Given text
....................

A poison is something that makes you sick or hurts you if you eat, drink, touch or smell it.

  • Poisons can be SOLID.  Solid poisons can be chunky and chewy like pills, batteries, plants and berries.
  • Poisons can be LIQUID.  Liquid poisons can be creamy, blobby, or like water.  They can be any color.  Examples of liquid poisons include floor cleaners, antifreeze, cough syrup (if taken in excess) and lamp oil.
  • Poisons can be SPRAYS.  They can be in a spray can or bottle.  The spray can get in your eyes or in your lungs if you breathe it.  Examples of spray poisons are furniture polish, hair spray, air freshener and bug spray
  • Poisons can be INVISIBLE.  You can't see, smell or touch it.  Invisible poisons can be found almost anywhere.  It can be mixed in with smoke or can come out of the exhaust system of a motor vehicle or bus when the engine is running.

What does a poison look like?

  • A poison can come in pretty colors.  
  • It can come in any shape and size.  
  • It can smell good--or bad.

....................

The problem
Can you copy the entire text about poisons above, word for word?

(Dataset items)
....................

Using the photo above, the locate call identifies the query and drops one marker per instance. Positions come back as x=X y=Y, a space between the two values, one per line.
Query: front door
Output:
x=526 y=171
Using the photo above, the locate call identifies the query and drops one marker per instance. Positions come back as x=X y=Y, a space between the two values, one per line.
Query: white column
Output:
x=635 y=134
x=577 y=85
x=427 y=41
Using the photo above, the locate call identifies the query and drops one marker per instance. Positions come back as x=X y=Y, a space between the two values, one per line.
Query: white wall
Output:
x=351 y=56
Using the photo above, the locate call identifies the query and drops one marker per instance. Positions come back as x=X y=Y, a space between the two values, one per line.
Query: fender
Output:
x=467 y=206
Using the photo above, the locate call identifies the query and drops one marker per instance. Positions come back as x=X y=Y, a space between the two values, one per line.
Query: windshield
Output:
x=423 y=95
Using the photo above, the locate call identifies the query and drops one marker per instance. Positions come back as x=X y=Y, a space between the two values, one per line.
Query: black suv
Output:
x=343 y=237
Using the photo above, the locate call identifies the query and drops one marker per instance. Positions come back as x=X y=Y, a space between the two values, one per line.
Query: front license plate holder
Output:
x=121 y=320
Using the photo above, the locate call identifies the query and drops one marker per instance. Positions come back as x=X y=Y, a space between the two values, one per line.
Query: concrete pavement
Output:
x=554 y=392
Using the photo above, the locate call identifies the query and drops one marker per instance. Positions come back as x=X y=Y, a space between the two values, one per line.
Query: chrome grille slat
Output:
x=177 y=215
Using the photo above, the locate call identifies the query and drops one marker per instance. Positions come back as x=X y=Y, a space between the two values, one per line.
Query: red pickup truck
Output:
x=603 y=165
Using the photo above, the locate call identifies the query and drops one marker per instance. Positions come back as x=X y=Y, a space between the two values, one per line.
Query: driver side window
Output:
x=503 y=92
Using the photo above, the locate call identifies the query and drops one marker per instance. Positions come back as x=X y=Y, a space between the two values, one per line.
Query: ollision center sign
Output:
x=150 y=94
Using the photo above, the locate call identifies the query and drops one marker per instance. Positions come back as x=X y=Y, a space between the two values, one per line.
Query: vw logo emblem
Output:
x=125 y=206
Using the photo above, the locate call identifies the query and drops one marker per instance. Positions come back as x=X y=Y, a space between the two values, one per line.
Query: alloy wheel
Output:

....................

Result of the task
A poison is something that makes you sick or hurts you if you eat, drink, touch or smell it.

  • Poisons can be SOLID.  Solid poisons can be chunky and chewy like pills, batteries, plants and berries.
  • Poisons can be LIQUID.  Liquid poisons can be creamy, blobby, or like water.  They can be any color.  Examples of liquid poisons include floor cleaners, antifreeze, cough syrup (if taken in excess) and lamp oil.
  • Poisons can be SPRAYS.  They can be in a spray can or bottle.  The spray can get in your eyes or in your lungs if you breathe it.  Examples of spray poisons are furniture polish, hair spray, air freshener and bug spray
  • Poisons can be INVISIBLE.  You can't see, smell or touch it.  Invisible poisons can be found almost anywhere.  It can be mixed in with smoke or can come out of the exhaust system of a motor vehicle or bus when the engine is running.

What does a poison look like?

  • A poison can come in pretty colors.  
  • It can come in any shape and size.  
  • It can smell good--or bad.